To do:
Extract the text of each entry below exactly, leaving every image behind.

Dataset excerpts
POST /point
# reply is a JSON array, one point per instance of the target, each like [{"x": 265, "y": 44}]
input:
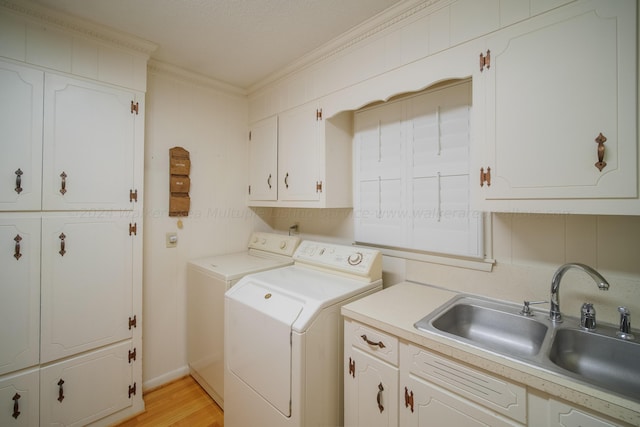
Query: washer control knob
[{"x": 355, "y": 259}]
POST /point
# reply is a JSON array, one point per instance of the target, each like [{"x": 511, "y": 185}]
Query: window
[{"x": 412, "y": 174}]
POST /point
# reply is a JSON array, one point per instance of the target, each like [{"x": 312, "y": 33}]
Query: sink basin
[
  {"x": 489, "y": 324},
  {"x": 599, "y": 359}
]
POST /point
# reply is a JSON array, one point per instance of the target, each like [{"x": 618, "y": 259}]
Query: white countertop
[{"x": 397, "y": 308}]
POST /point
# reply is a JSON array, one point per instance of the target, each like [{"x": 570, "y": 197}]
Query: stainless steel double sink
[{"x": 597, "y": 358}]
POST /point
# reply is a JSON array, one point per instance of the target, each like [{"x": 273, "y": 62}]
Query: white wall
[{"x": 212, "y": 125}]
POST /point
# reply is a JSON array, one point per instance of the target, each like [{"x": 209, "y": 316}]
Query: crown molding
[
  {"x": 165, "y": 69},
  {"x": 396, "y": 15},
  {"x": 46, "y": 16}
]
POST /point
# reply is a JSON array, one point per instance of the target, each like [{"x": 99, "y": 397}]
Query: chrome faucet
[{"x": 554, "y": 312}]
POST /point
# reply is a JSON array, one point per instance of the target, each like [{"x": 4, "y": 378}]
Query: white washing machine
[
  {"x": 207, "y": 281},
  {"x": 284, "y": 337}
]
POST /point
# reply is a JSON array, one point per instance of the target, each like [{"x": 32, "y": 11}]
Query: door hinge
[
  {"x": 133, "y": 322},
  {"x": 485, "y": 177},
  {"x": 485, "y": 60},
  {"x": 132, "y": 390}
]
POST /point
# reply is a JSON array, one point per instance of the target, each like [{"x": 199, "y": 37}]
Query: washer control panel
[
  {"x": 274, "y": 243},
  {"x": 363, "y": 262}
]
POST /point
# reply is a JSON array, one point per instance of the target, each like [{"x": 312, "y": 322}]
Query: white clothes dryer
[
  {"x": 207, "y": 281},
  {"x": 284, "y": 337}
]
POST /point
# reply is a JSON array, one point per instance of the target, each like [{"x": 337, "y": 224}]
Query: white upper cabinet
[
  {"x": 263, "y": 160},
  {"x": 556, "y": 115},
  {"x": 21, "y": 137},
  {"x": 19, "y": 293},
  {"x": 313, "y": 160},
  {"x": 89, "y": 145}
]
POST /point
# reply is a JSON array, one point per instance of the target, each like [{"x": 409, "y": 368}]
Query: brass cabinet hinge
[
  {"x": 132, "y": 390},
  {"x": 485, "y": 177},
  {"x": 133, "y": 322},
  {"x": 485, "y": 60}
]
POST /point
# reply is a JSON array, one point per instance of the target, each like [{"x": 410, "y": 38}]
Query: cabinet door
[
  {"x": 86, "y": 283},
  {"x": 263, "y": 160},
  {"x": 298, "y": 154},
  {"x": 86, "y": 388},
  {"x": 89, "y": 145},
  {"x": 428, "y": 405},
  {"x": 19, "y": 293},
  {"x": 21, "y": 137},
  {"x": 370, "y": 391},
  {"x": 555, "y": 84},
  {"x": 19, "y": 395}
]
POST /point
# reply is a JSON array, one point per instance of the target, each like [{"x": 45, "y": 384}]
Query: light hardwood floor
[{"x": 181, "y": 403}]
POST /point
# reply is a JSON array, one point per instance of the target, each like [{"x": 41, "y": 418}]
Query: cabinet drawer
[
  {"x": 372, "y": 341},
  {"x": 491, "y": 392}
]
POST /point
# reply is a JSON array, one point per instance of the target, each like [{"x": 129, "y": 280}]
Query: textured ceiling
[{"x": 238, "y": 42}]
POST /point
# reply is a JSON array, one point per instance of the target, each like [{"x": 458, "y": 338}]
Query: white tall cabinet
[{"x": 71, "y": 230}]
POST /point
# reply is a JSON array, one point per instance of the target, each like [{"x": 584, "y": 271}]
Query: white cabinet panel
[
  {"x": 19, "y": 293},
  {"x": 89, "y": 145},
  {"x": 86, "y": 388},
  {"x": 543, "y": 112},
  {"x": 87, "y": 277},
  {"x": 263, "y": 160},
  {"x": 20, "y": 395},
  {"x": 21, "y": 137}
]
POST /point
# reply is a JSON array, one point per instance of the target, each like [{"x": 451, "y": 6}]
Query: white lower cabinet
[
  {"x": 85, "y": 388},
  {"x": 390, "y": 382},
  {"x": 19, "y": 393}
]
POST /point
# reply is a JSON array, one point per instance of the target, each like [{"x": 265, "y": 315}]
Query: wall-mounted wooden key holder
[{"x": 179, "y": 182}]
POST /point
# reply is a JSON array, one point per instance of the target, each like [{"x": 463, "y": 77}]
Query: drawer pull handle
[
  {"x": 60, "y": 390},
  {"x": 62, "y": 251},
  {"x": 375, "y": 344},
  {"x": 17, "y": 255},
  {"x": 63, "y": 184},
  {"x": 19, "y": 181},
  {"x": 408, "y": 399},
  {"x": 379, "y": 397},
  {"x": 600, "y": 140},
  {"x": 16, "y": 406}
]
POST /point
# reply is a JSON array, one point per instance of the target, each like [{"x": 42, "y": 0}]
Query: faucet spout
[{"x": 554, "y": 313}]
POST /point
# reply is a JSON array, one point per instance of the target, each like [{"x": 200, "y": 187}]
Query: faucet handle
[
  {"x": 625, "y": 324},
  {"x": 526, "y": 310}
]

Result:
POST /point
# reply is a JSON array, one point per instance of the target, each like [{"x": 265, "y": 44}]
input:
Query: washer control knob
[{"x": 355, "y": 259}]
POST /point
# reply is a JSON array, one point per instance of the target, each like [{"x": 511, "y": 185}]
Query: window
[{"x": 412, "y": 174}]
POST /point
# reply is a JSON array, one point per instance of the target, each like [{"x": 312, "y": 33}]
Query: sink basin
[
  {"x": 489, "y": 324},
  {"x": 599, "y": 359}
]
POST /point
# reply is a JSON array, one point per instance of the target, each like [{"x": 618, "y": 259}]
Query: white countertop
[{"x": 397, "y": 308}]
POST /point
# reply is a JSON array, one point per instance of the target, each like [{"x": 570, "y": 197}]
Query: stainless steel double sink
[{"x": 597, "y": 358}]
POST /point
# reply is a JSON array, one point per instance of the target, each like [{"x": 273, "y": 62}]
Query: white wall
[{"x": 212, "y": 125}]
POST /point
# reply is a JSON array, one point per instance of the target, each like [{"x": 209, "y": 316}]
Query: crown molding
[
  {"x": 165, "y": 69},
  {"x": 396, "y": 15},
  {"x": 46, "y": 16}
]
POST /point
# reply is a JSON array, one point per instance of the target, each like [{"x": 99, "y": 397}]
Query: chrome faucet
[{"x": 554, "y": 312}]
POST /point
# reply is a JSON array, one point per instance of the target, each like [{"x": 4, "y": 378}]
Query: white washing machine
[
  {"x": 207, "y": 281},
  {"x": 284, "y": 337}
]
POST /point
# reply is a JSON array, one point per instance of the target, each like [{"x": 32, "y": 11}]
Query: door hinge
[
  {"x": 133, "y": 322},
  {"x": 485, "y": 177},
  {"x": 485, "y": 60},
  {"x": 132, "y": 390}
]
POST /point
# reply is a JSON array, one point per instance of the target, each like [{"x": 199, "y": 37}]
Query: washer control panel
[
  {"x": 274, "y": 243},
  {"x": 363, "y": 262}
]
POST /point
# reply is a JSON array, one point per instance of the target, each like [{"x": 312, "y": 322}]
Query: white clothes dryer
[
  {"x": 207, "y": 281},
  {"x": 284, "y": 337}
]
POST /point
# reply is a JSON array, one point per instance of the target, each like [{"x": 337, "y": 224}]
Query: white upper cabinet
[
  {"x": 263, "y": 160},
  {"x": 556, "y": 115},
  {"x": 21, "y": 137},
  {"x": 19, "y": 293},
  {"x": 313, "y": 160},
  {"x": 89, "y": 145}
]
POST /point
# reply is a JSON array, one point per instance of the target, each like [{"x": 409, "y": 368}]
Query: brass cabinet hinge
[
  {"x": 132, "y": 390},
  {"x": 485, "y": 177},
  {"x": 133, "y": 322},
  {"x": 485, "y": 60}
]
POST /point
# reply is a JSON array, one point per instance of the target, each like [{"x": 410, "y": 38}]
Query: cabinet door
[
  {"x": 86, "y": 283},
  {"x": 263, "y": 160},
  {"x": 298, "y": 154},
  {"x": 86, "y": 388},
  {"x": 89, "y": 145},
  {"x": 428, "y": 405},
  {"x": 19, "y": 293},
  {"x": 21, "y": 137},
  {"x": 370, "y": 391},
  {"x": 555, "y": 84},
  {"x": 19, "y": 395}
]
POST /point
# reply is a JSON array, one point per instance of the target, each like [{"x": 45, "y": 384}]
Query: light hardwood floor
[{"x": 181, "y": 403}]
POST /point
# reply is a JSON array, one point per instance of the target, each like [{"x": 41, "y": 418}]
Query: cabinet drawer
[
  {"x": 372, "y": 341},
  {"x": 491, "y": 392}
]
POST /point
# reply is a JSON array, one point per instance of the target, each like [{"x": 129, "y": 280}]
Query: textured ceiling
[{"x": 238, "y": 42}]
POST /point
# reply is a JSON array, one point per instance of the target, each like [{"x": 458, "y": 338}]
Query: white tall cabinet
[{"x": 71, "y": 230}]
POST /point
# reply is a JSON array, one point per instance of the target, each like [{"x": 584, "y": 271}]
Query: white cabinet panel
[
  {"x": 19, "y": 293},
  {"x": 89, "y": 145},
  {"x": 86, "y": 388},
  {"x": 543, "y": 112},
  {"x": 87, "y": 277},
  {"x": 263, "y": 160},
  {"x": 20, "y": 395},
  {"x": 21, "y": 137}
]
POST /point
# reply is a JSON array, one point per instance of the target, each like [{"x": 451, "y": 6}]
Query: white lower cabinet
[
  {"x": 85, "y": 388},
  {"x": 390, "y": 382},
  {"x": 19, "y": 393}
]
POST /point
# reply is a JSON array, one point per instance of the target, each like [{"x": 265, "y": 315}]
Query: wall-mounted wooden key holder
[{"x": 179, "y": 182}]
POST /point
# reply is a JSON array, one point per instance of the target, each like [{"x": 463, "y": 77}]
Query: drawer pull handle
[
  {"x": 60, "y": 390},
  {"x": 62, "y": 251},
  {"x": 375, "y": 344},
  {"x": 17, "y": 255},
  {"x": 63, "y": 184},
  {"x": 19, "y": 181},
  {"x": 408, "y": 399},
  {"x": 379, "y": 397},
  {"x": 600, "y": 140},
  {"x": 16, "y": 406}
]
POST /point
# reply is a JSON array, one point per instance of the target, each like [{"x": 42, "y": 0}]
Query: faucet spout
[{"x": 554, "y": 313}]
POST /point
# reply is a JSON array, one point per instance of the target, each like [{"x": 200, "y": 187}]
Query: faucet handle
[
  {"x": 625, "y": 324},
  {"x": 526, "y": 310}
]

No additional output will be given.